**Exercise prompt**
Scan the records for "wristwatch". Show the matching lines.

Region pointing data:
┄┄┄┄┄┄┄┄┄┄
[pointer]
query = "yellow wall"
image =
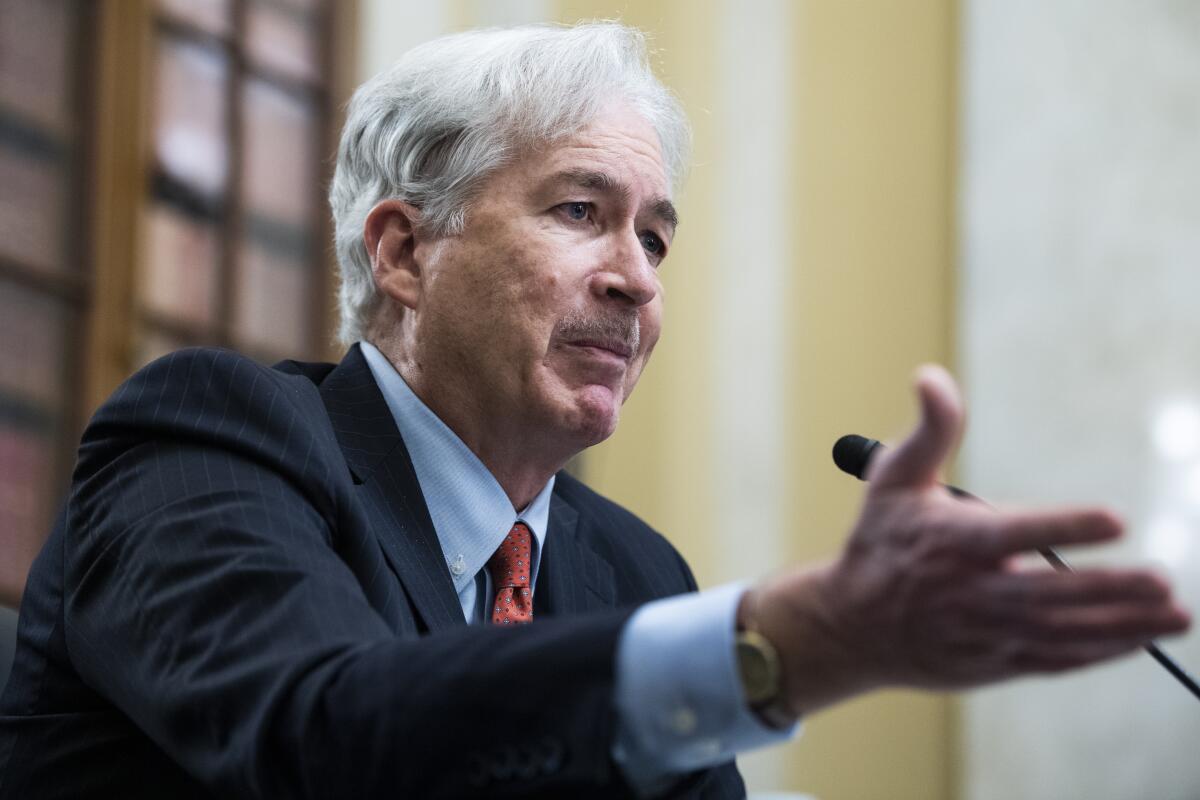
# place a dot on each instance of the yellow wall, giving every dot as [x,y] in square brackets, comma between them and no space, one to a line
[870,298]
┄┄┄┄┄┄┄┄┄┄
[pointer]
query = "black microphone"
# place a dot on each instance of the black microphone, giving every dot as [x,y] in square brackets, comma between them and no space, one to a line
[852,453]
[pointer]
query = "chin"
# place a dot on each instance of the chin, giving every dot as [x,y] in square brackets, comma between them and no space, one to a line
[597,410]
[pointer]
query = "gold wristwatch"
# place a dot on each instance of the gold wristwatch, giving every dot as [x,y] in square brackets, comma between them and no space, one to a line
┄┄┄┄┄┄┄┄┄┄
**Your response**
query = "gold wristwatch"
# place a dot on each instance of the gold wristwatch, giving every dot as [x,y] in square brackets, comma between them and no space, one to a line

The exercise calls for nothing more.